Schreibe den folgenden Text über Verkehrssicherungspflichten in einem Supermarkt im Anschluss an seine letzte Zeile weiter.

━━━ Bereitgestellter Text

Entscheidungsstichwort (Thema)

Verkehrssicherungspflichten in einem Supermarkt

 

Leitsatz (amtlich)

1. Der Betreiber eines Supermarkts ist verpflichtet, alle zumutbaren Maßnahmen zu ergreifen, um Kunden vor einem Sturz auf glattem oder rutschigen Boden zu bewahren. Dazu gehört bei einem größeren Supermarkt auch die Verhinderung von Nässe im Flur vor den Kundentoiletten.

2. Steht fest, dass eine Kundin in einem Bereich stürzt, in dem der Boden zum Unfallzeitpunkt nass war, ist im Wege eines Anscheinsbeweises davon auszugehen, dass die Nässe für den Sturz ursächlich war.

3. Nässe auf dem Flur vor den Kundentoiletten ist ein objektiv pflichtwidriger Zustand. Daher muss der Betreiber des Supermarkts beweisen, dass alles Erforderliche im Rahmen der Verkehrssicherungspflicht getan wurde.

Das betrifft zum einen die Organisation von regelmäßigen Kontrollen des Bodens und zum anderen die ordnungsgemäße tatsächliche Durchführung der Maßnahmen am Unfalltag.

 

Normenkette

BGB § 280 Abs. 1, § 311 Abs. 2, § 823 Abs. 1

 

Verfahrensgang

LG Freiburg i. Br. (Aktenzeichen 4 O 116/18)

━━━━━━
━━━ Vorliegende Angaben

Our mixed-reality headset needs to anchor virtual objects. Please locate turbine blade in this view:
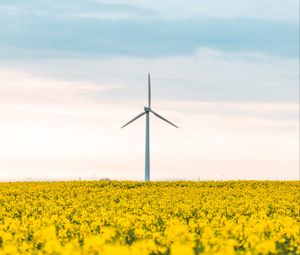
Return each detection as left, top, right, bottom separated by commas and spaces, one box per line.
150, 110, 179, 128
121, 112, 146, 128
148, 73, 151, 108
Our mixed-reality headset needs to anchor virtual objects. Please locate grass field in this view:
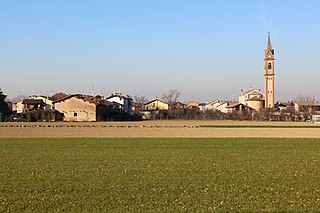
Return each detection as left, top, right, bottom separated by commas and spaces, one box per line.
0, 138, 320, 212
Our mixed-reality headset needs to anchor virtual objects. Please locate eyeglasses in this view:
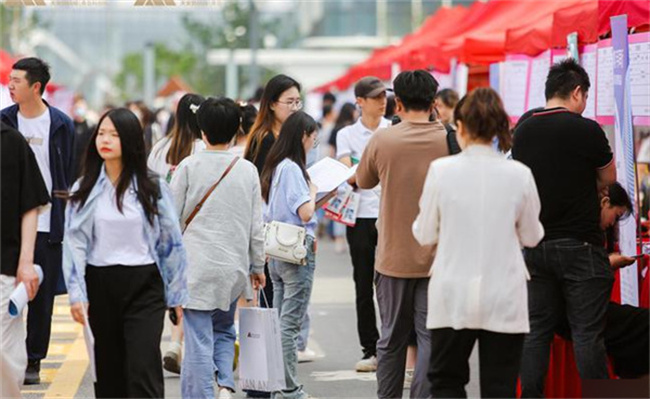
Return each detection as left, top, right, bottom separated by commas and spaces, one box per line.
278, 100, 302, 111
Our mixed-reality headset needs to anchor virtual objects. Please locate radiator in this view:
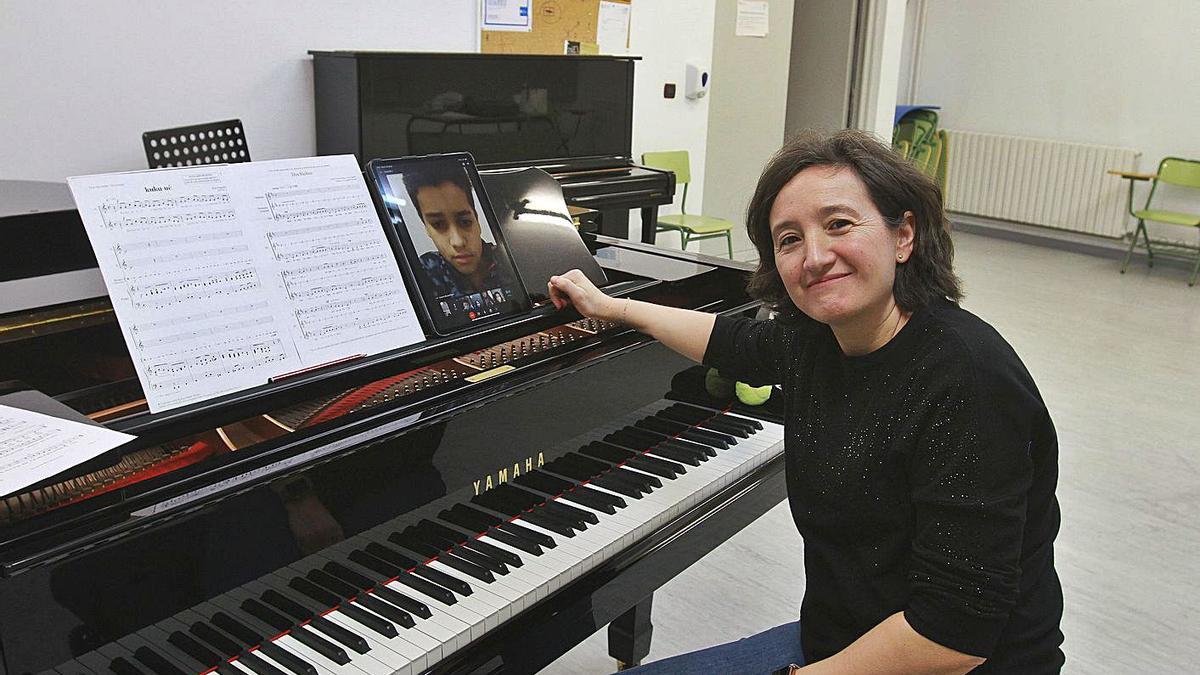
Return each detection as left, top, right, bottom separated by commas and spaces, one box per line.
946, 130, 1140, 237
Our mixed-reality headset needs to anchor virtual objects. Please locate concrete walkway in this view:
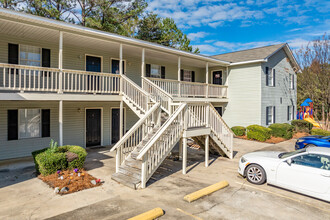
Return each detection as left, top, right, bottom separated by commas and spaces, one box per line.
0, 139, 330, 219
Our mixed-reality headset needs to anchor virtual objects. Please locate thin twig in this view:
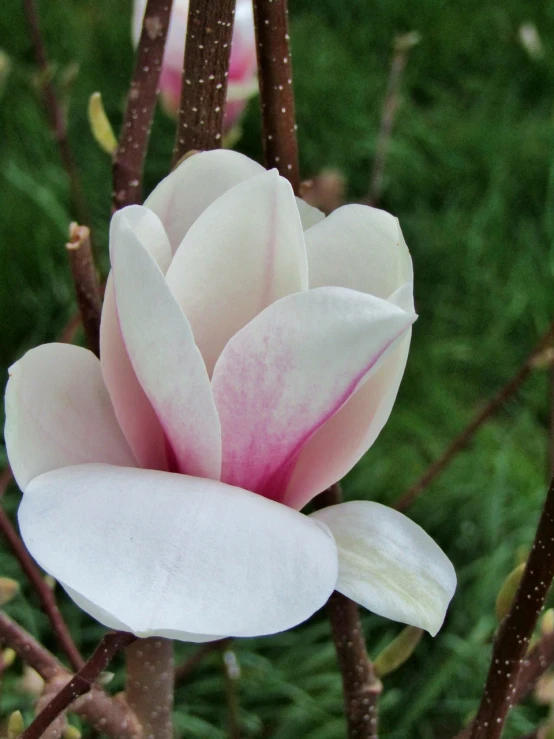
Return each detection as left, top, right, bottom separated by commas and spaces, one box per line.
173, 0, 235, 166
369, 32, 419, 206
469, 478, 554, 739
112, 0, 173, 210
0, 612, 141, 739
314, 483, 382, 739
175, 637, 233, 685
394, 322, 554, 511
254, 0, 300, 194
21, 631, 136, 739
0, 508, 84, 670
66, 223, 102, 357
23, 0, 91, 223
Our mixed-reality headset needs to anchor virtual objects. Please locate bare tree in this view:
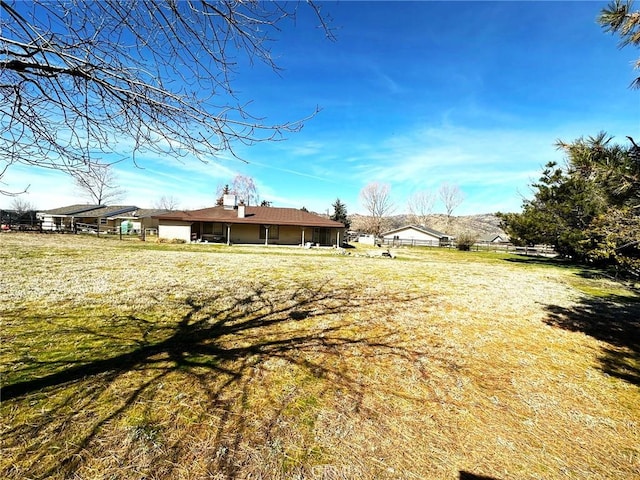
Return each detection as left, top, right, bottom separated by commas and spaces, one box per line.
438, 182, 464, 225
360, 182, 395, 236
231, 174, 259, 205
153, 195, 180, 210
71, 163, 126, 205
11, 197, 36, 217
407, 190, 435, 226
0, 0, 332, 192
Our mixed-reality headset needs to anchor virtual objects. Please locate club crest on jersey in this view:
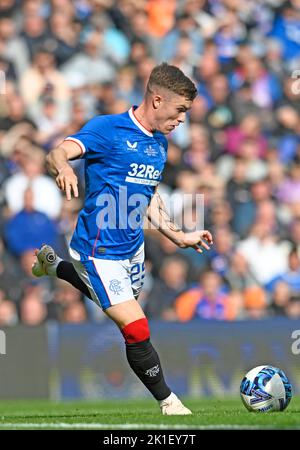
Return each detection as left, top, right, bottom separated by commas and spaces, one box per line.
109, 280, 123, 295
126, 140, 137, 152
159, 144, 166, 159
144, 145, 157, 156
145, 364, 159, 378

━━━━━━

§ **Antwort**:
Tenor

I. Auf die Berufung der Klägerin wird das Urteil des Landgerichts Freiburg vom 15.03.2019 -4 U 116/18 - im Kostenpunkt aufgehoben und im Übrigen wie folgt abgeändert:

1. Die Beklagte wird verurteilt, an die Klägerin ein Schmerzensgeld in Höhe von 1.500,00 EUR zu zahlen, nebst Zinsen in Höhe von 5 Prozentpunkten über dem Basiszinssatz hieraus seit dem 22.06.2018.

2. Im Übrigen wird die Klage abgewiesen.

II. Die weitergehende Berufung der Klägerin wird zurückgewiesen.

III. Die Kosten des Berufungsverfahrens trägt die Beklagte.

IV. Die Kosten des Verfahrens vor dem Landgericht tragen die Klägerin zu 2/3, die Beklagte zu 1/3.

V. Das Urteil ist vorläufig vollstreckbar.

VI. Die Revision wird nicht zugelassen.

 

Gründe

I. Die Klägerin hat im Verfahren vor dem Landgericht Schadensersatz- und Schmerzensgeldansprüche geltend gemacht wegen eines Sturzes in einem von der Beklagten in R. betriebenen Supermarkt.

Die Klägerin, die im Jahr 2018 als Außendienstmitarbeiterin für einen Vertrieb von Telefondienstleistungsverträgen tätig war, begab sich am 14.05.2018 gegen 12:00 Uhr in den Supermarkt der Beklagten in R.. Die Klägerin kaufte für sich ein Getränk. Sie besuchte, ebenso wie mehrere ihrer Kollegen, die zum Supermarkt gehörende Kundentoilette.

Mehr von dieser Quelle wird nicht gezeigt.